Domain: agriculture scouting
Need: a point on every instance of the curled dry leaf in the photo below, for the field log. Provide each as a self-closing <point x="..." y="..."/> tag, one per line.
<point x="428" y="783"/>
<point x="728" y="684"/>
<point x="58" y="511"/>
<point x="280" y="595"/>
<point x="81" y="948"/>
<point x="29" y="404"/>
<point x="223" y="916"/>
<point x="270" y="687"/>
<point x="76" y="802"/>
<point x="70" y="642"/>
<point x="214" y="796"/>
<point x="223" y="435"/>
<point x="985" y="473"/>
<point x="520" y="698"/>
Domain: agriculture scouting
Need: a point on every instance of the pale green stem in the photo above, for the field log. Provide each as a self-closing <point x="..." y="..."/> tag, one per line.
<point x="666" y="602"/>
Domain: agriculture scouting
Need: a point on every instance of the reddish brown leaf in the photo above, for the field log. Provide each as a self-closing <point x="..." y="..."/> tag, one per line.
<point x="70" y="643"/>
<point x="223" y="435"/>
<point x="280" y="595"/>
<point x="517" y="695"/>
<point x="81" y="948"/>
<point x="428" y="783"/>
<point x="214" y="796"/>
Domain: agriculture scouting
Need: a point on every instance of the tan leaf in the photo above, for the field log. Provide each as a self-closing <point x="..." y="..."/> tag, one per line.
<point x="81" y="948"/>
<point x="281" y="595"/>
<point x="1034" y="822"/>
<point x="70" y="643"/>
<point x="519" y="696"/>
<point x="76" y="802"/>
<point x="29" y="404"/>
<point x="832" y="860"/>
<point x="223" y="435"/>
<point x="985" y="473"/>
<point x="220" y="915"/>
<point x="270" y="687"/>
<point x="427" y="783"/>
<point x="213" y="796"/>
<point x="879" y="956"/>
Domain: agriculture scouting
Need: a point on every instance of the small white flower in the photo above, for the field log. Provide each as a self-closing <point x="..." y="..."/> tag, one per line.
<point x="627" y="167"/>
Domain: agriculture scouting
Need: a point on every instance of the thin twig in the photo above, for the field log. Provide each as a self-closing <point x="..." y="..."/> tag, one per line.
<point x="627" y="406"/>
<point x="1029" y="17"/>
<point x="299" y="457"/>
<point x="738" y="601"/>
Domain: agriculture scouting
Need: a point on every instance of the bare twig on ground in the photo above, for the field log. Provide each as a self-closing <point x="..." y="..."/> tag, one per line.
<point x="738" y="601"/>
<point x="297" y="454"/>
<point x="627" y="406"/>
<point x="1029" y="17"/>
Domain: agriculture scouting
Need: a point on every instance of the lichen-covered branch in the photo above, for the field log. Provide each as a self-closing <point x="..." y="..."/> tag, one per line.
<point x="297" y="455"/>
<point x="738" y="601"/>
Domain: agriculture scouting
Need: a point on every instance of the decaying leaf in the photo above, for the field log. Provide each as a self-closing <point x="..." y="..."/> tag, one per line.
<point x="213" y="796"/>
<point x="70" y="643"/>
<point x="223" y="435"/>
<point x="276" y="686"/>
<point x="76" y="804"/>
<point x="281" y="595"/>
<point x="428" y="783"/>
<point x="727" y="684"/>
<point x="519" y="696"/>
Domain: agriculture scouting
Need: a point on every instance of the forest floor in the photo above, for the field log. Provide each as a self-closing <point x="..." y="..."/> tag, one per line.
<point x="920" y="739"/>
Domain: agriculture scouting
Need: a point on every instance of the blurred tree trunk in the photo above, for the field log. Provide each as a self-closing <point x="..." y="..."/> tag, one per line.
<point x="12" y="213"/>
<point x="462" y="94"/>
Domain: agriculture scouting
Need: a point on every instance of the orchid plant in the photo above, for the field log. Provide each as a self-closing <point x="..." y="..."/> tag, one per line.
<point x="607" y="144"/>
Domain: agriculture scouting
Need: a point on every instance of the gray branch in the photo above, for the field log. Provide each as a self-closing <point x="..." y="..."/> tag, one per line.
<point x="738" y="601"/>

Written problem |
Please return each line of the records above that contains the word "tree".

Solution to this problem |
Need: a point on every instance of the blurred tree trunk in the photo above, for the field log. Provide each as a self-closing <point x="..." y="..."/> tag, one per line.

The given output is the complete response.